• **Task description**: Repeat all of the material exactly as given.

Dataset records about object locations
───
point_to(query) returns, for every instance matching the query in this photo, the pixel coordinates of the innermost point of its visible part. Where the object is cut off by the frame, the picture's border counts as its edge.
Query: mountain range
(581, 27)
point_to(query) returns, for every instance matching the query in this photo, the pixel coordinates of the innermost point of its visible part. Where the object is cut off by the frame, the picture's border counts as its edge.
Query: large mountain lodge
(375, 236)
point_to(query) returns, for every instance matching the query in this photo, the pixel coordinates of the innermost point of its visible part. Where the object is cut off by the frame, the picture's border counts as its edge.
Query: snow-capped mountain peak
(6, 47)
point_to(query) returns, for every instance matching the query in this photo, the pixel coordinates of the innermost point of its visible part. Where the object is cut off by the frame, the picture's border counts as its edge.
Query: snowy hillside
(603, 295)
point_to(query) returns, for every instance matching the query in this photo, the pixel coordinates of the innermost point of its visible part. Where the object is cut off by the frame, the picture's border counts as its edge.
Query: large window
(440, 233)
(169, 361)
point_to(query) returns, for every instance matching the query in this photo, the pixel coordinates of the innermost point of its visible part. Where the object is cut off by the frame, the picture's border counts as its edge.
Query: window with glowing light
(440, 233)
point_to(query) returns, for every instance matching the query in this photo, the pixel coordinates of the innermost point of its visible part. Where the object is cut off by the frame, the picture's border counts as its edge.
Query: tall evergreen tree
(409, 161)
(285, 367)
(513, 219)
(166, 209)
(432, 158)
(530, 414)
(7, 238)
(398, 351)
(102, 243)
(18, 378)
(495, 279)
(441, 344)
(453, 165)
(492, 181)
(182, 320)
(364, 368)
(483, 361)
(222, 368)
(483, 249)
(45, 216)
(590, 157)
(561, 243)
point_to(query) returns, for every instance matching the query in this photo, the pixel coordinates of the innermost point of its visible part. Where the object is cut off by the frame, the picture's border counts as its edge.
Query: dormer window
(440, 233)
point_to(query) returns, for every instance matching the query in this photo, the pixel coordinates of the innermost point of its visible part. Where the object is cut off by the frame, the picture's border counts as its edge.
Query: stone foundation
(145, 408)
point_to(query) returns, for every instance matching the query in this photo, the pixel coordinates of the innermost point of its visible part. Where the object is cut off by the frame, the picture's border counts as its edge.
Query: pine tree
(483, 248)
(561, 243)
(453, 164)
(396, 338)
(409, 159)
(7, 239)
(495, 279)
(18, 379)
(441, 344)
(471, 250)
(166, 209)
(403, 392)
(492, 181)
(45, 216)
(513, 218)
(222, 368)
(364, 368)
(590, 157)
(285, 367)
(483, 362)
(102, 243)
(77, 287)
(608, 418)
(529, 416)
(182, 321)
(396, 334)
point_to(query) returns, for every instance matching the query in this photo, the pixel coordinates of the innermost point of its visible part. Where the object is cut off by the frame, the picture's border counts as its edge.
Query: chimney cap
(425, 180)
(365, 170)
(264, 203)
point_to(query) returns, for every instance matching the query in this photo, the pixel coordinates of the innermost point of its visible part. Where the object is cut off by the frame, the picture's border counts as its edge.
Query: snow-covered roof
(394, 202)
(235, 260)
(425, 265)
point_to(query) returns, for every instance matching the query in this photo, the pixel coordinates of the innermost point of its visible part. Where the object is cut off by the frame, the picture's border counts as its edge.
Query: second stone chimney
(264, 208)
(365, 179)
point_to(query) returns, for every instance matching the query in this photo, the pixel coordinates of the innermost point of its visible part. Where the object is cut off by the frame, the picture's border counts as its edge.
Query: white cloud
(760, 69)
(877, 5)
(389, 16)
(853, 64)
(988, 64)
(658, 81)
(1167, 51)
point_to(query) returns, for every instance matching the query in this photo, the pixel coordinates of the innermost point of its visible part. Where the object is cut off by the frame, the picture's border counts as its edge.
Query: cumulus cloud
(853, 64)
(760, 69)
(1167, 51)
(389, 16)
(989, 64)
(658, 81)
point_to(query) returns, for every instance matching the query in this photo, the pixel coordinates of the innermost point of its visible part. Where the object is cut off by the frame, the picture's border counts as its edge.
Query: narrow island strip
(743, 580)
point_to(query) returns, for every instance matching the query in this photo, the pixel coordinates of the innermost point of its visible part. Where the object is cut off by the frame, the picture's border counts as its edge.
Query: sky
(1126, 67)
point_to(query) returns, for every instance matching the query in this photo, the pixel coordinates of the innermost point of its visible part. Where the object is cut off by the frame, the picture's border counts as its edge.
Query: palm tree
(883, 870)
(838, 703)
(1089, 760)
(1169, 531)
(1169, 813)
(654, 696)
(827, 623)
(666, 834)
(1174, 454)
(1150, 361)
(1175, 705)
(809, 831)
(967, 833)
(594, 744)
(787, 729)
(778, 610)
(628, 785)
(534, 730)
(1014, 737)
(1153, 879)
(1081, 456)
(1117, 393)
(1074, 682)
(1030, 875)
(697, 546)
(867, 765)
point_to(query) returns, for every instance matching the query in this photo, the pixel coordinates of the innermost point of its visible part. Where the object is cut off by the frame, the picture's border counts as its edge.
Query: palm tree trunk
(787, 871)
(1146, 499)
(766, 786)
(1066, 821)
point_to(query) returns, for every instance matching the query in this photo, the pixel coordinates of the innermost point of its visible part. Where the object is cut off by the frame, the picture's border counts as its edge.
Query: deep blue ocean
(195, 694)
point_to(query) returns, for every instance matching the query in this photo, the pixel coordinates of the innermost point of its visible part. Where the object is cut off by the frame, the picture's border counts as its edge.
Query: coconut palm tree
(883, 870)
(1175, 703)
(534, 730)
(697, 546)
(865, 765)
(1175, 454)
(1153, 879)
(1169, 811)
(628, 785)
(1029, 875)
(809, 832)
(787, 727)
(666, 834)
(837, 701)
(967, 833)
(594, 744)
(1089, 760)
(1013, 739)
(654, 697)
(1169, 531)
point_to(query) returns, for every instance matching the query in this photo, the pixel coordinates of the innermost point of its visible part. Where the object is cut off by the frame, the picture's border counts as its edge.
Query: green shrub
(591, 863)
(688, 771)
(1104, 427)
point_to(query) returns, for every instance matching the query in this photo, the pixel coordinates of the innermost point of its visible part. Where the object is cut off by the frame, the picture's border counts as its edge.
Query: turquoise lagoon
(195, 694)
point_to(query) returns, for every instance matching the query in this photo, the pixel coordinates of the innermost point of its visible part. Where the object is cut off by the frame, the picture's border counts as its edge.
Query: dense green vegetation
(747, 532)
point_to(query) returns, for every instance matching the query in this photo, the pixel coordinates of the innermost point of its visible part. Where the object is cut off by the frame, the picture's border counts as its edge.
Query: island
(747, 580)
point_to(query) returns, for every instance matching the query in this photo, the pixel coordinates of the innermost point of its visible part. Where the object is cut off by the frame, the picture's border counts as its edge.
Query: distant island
───
• **The answer**:
point_to(query) returns, for every instance matching the query in this photo, the pixel coordinates of the innermost point of its visible part. Where the object is cut off by the frame, the picture's border counts as its edge.
Query: mountain range
(581, 27)
point_to(query) returns, for every instance matching the query in this photo, the pixel coordinates of the innermost point of its visible part. Where the object is cut off by the frame, the picture's border counts as its edge.
Query: large mountain lodge
(375, 236)
point_to(query) returns, for every instance matching the query in this photo, the pixel coordinates of the innermost point of its visible part. Where the object is cut off by the frame, the picture's border counts as its edge.
Query: snow-capped mountain peak
(6, 47)
point_to(query) returns, for every instance matching the query in this photo, the pixel coordinates of the innermost point of its visible part. Where the object is cut off by the frame, the picture's border counts as its edge.
Query: snowy hillside
(603, 295)
point_to(query) returns, for every instance matching the query in this photo, the pixel coordinates of the innermost point of its visible part. Where the object is cut off by the frame, the picture's border counts as its edge.
Query: large window
(440, 233)
(169, 361)
point_to(query) returns, for every instance matching the query in this photo, the pixel coordinates of the innermost point of its visible part. Where the object is cut off by the frame, the picture's border counts as its edge.
Query: window with glowing light
(440, 233)
point_to(query) returns, for every instance matching the query in this photo, the pixel coordinates of the innermost point of its visible part. Where the object is cut off by the frame, the picture's border counts as its edge.
Query: tall evergreen tree
(409, 161)
(285, 367)
(513, 219)
(166, 209)
(432, 158)
(530, 414)
(7, 238)
(398, 351)
(102, 243)
(18, 378)
(495, 279)
(441, 344)
(453, 165)
(492, 181)
(182, 320)
(364, 368)
(483, 361)
(222, 368)
(483, 249)
(45, 216)
(590, 157)
(561, 243)
point_to(query) returns, for every instance matching the query in this photo, the pixel coordinates of the innermost point of its visible part. Where the object is cut off by the frame, the picture's border counts as its edge.
Query: dormer window
(440, 233)
point_to(query) returns, for every instance matching the query in this photo, the pixel coordinates of the innermost point of its visible part. Where the object is cut off by the frame, the picture's border counts as its edge.
Query: stone foundation
(145, 408)
point_to(query) returns, for every instance matching the query in this photo, the pixel coordinates of the innermost point of its visible part. Where the object is cut off by the frame, the picture's border counts as its edge.
Query: pine tree
(483, 248)
(561, 243)
(453, 164)
(396, 338)
(409, 159)
(7, 239)
(495, 279)
(18, 379)
(441, 344)
(471, 250)
(166, 209)
(403, 392)
(492, 181)
(45, 216)
(513, 218)
(222, 368)
(364, 368)
(590, 157)
(285, 367)
(483, 362)
(102, 243)
(77, 287)
(608, 418)
(529, 416)
(182, 321)
(396, 334)
point_to(query) returns, for every instance matching the query in this photo, the pixel coordinates of the innermost point of its visible part. Where the object is cut off by the frame, the picture's border counts as its edge.
Query: chimney cap
(425, 180)
(365, 170)
(264, 203)
point_to(query) returns, for every instance matching the query in this photo, the pixel coordinates of the innermost point of its visible part. Where the object is cut off by the frame, the picture's border counts as its edge.
Query: snow-covered roof
(394, 202)
(235, 260)
(425, 265)
point_to(query) returns, for every instance matching the query in this photo, the pixel coordinates of the innermost point of its visible part. Where the object is cut off by the frame, the picture's border counts as its edge.
Query: second stone chimney
(264, 208)
(365, 179)
point_to(query) returns, for every instance matching the query in this photo, the pixel coordinates of the innermost point of its visible part. Where the object is cut off by the frame, the picture's border counts as its edge.
Query: white cloud
(760, 69)
(877, 5)
(389, 16)
(853, 64)
(988, 64)
(658, 81)
(1167, 51)
point_to(query) returns, for every instance matching the query in this photo, the pixel coordinates of the innermost point of its visible part. Where the object is cut off by the frame, the picture's border counts as its edge.
Query: cumulus cloud
(853, 64)
(760, 69)
(1167, 51)
(389, 16)
(989, 64)
(658, 81)
point_to(query) returns, for every instance matching the query in this photo, the pixel coordinates of the innermost point of its visible part. Where the object is cut off by the frame, the picture's border counts as its edge.
Query: narrow island strip
(743, 580)
point_to(query) returns, for every instance matching the query in this photo, the pixel coordinates of the innermost point of its visible part. Where the object is cut off by the frame, the picture's border counts as its edge.
Query: sky
(1126, 67)
point_to(query) returns, for every instance matching the query in this photo, the pixel coordinates of the innermost point of its visible part. Where the object is cut off by the frame, the picture's border counts as its edge.
Query: palm tree
(883, 870)
(838, 703)
(1089, 760)
(1169, 531)
(1169, 813)
(654, 696)
(827, 623)
(666, 834)
(1174, 454)
(1150, 361)
(1175, 705)
(809, 831)
(967, 833)
(594, 744)
(787, 729)
(778, 610)
(628, 785)
(534, 730)
(1014, 737)
(1153, 879)
(1081, 456)
(1117, 393)
(1074, 682)
(1030, 875)
(697, 546)
(867, 765)
point_to(query) returns, for every instance matching the query in this photo, the pixel coordinates of the innermost point of its visible part. Where the object is cut off by the frame, the picture's border counts as its edge.
Query: palm tree trunk
(787, 871)
(1146, 499)
(766, 786)
(1066, 821)
point_to(query) returns, for every instance matching the query in this photo, the pixel coordinates of the innermost point of its visible part. Where the object is cut off by the frame, the picture's border counts as its edge.
Query: deep blue ocean
(195, 694)
point_to(query) returns, for every instance matching the query in this photo, the pixel coordinates of the innermost point of its visible part. Where the object is cut off by the frame, the picture's border counts as its edge.
Query: coconut palm tree
(883, 870)
(1175, 703)
(534, 730)
(697, 546)
(865, 765)
(1175, 454)
(1153, 879)
(1169, 811)
(628, 785)
(1029, 875)
(809, 832)
(787, 727)
(666, 834)
(837, 701)
(967, 833)
(594, 744)
(1089, 760)
(1013, 739)
(654, 697)
(1169, 531)
point_to(query) returns, for every instance matching the query in this photo, the pixel coordinates of the innermost point of its visible part. Where the object is cut off by the frame, the picture's border counts as its edge.
Query: green shrub
(591, 863)
(688, 771)
(1104, 427)
point_to(query) returns, for every instance matching the query in this photo, the pixel coordinates of the innermost point of its visible part. Where the object is cut off by the frame, the picture's border counts as its edge.
Query: turquoise lagoon
(195, 694)
point_to(query) returns, for every instance matching the query in this photo, the pixel coordinates of the innermost point of its visible part. Where the object is cut off by the frame, the picture's border counts as its edge.
Query: dense green vegetation
(747, 532)
point_to(query) returns, for every instance matching the query in this photo, the pixel coordinates of the innermost point of its visible part. Where the object is cut off by the frame, the picture's border counts as its edge.
Query: island
(747, 580)
point_to(query) returns, for every instance matching the query in this photo, the pixel coordinates of the innermost point of its visible part. Where the object is cut off by the frame, the picture's border counts as its edge.
Query: distant island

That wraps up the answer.